Given task => Convert the material below into a two-column CSV with the header "label,points": one row for each sentence, holding that sentence and the points listed under it. Put each field in double quotes, turn line breaks into spaces, and leave the pictures out.

Extracted records =>
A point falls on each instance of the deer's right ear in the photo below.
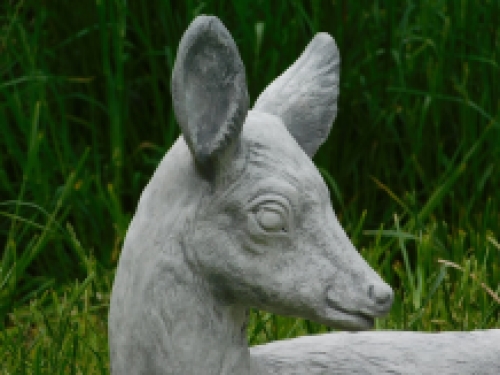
(209, 90)
(305, 95)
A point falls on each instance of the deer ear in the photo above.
(209, 89)
(305, 95)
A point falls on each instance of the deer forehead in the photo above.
(275, 162)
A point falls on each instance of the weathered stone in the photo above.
(237, 216)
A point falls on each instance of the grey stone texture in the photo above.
(237, 216)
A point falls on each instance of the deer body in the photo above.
(237, 216)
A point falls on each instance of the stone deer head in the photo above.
(237, 216)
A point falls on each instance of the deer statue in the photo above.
(237, 216)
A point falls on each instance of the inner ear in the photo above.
(305, 95)
(209, 91)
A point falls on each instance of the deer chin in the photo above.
(348, 320)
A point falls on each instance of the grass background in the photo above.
(85, 115)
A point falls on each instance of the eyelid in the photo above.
(271, 199)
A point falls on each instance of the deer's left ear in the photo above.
(305, 95)
(209, 90)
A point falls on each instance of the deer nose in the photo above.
(382, 295)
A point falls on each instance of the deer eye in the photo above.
(272, 217)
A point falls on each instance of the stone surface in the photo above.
(237, 216)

Result =>
label,points
"A point falls on each instance of the deer's right ear in the photo below.","(209, 90) (305, 95)"
"A point falls on each instance of the deer ear in the photo above.","(209, 89) (305, 95)"
"A point falls on each instance of the deer forehead in the photo above.","(275, 162)"
"A point falls on each instance of the weathered stone in the photo above.","(237, 216)"
"A point falls on each instance of the grey stone texture in the photo above.","(237, 216)"
"A point falls on each instance of the deer body in the photo above.","(237, 216)"
"A point falls on each instance of the stone deer head in the photo above.","(237, 216)"
"A point falls on each instance of the deer statue in the photo above.","(237, 216)"
"A point falls on each instance of the inner ear in the photo above.","(305, 95) (209, 91)"
"A point falls on each instance of the deer chin in the photo above.","(348, 320)"
"A point falls on each instance of the grass background in the photo above.","(85, 115)"
"A point falls on each instance of the eyelid in the photo above.","(271, 199)"
"A point falls on each instance of the deer's left ear in the photo above.","(305, 95) (209, 90)"
"A point falls on each instance of the deer nose in the photo above.","(382, 295)"
"A point falls on each instance of the deer eye in the photo above.","(272, 217)"
"A point falls on each instance of the stone surface in the photo above.","(237, 216)"